:: Text to read

Here’s something you already know: America has a crisis on its southern border.

We can attribute much of it to the giant “help wanted” sign facing Mexico. Decades of hiring undocumented immigrants — even in some cases, recruiting them — to do jobs that Americans wouldn’t do has blown up in our faces. Suddenly, we have too many applicants at our job fair.

Or we can chalk it up to the inscription on the pedestal of the Statue of Liberty. Who knew that the invite of the so-called “Mother of Exiles” would be taken literally by the “huddled masses” and “wretched refuse” desperate for new lives and second chances.

Meanwhile, there are politicians in both parties who aren’t about to let a debacle go to waste. They’re eager to convert it into a sword and use it to skewer the opposition. They’re not interested in finding solutions, only in assigning blame. Luckily for both sides, there is blame to go around.

::::

**Short problem**
From the commentary on the border crisis, extract the passage between "Meanwhile, there are" and "to go around.", inclusive. Rely only on the commentary on the border crisis for your answers.

:: Provided data

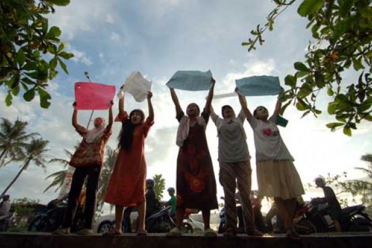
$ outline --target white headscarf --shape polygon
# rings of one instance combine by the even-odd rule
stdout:
[[[84,136],[85,141],[87,143],[92,143],[97,138],[100,138],[103,135],[106,125],[106,121],[102,117],[100,117],[102,119],[102,122],[101,125],[98,127],[94,127],[93,129],[88,130],[87,133]]]

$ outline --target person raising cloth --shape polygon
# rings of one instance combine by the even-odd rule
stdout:
[[[179,146],[176,178],[177,226],[167,233],[167,236],[181,234],[186,208],[201,209],[204,236],[216,235],[209,226],[210,210],[218,209],[218,206],[215,179],[205,136],[215,83],[211,78],[212,86],[201,116],[199,107],[194,103],[189,104],[186,110],[187,116],[185,115],[174,89],[169,88],[180,124],[176,141]]]
[[[109,108],[108,125],[105,126],[105,119],[98,117],[94,120],[94,128],[88,130],[78,124],[77,110],[76,107],[77,103],[74,103],[72,125],[79,134],[83,136],[83,140],[70,162],[70,165],[74,167],[75,170],[72,177],[71,188],[68,193],[68,202],[62,227],[55,231],[55,234],[63,235],[70,233],[79,196],[87,176],[84,228],[78,233],[84,235],[92,232],[92,220],[96,205],[97,185],[101,168],[103,164],[105,147],[112,133],[113,104],[113,102],[111,100]]]
[[[278,99],[272,116],[259,106],[252,115],[244,97],[239,95],[239,102],[253,131],[256,149],[256,165],[259,197],[274,197],[284,221],[288,237],[299,238],[292,223],[295,212],[296,198],[305,194],[298,173],[293,164],[294,160],[282,139],[276,122],[282,106]]]
[[[218,137],[219,181],[225,194],[227,228],[224,236],[231,238],[236,235],[236,186],[241,200],[245,224],[240,223],[240,226],[245,226],[246,232],[249,235],[262,236],[262,233],[254,228],[251,202],[252,170],[247,136],[243,128],[246,119],[244,111],[241,109],[236,117],[232,108],[225,105],[222,107],[221,112],[222,118],[216,114],[211,105],[211,117],[217,127]],[[243,218],[240,220],[243,220]]]
[[[105,201],[115,205],[115,228],[108,235],[121,234],[123,210],[125,206],[137,205],[139,223],[137,235],[145,235],[146,203],[145,187],[146,164],[145,139],[154,125],[154,110],[151,102],[153,93],[147,93],[148,116],[140,109],[132,110],[129,115],[124,110],[124,94],[119,100],[119,113],[115,121],[122,123],[119,135],[119,154],[106,191]]]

::::

**Worked solution**
Meanwhile, there are politicians in both parties who aren’t about to let a debacle go to waste. They’re eager to convert it into a sword and use it to skewer the opposition. They’re not interested in finding solutions, only in assigning blame. Luckily for both sides, there is blame to go around.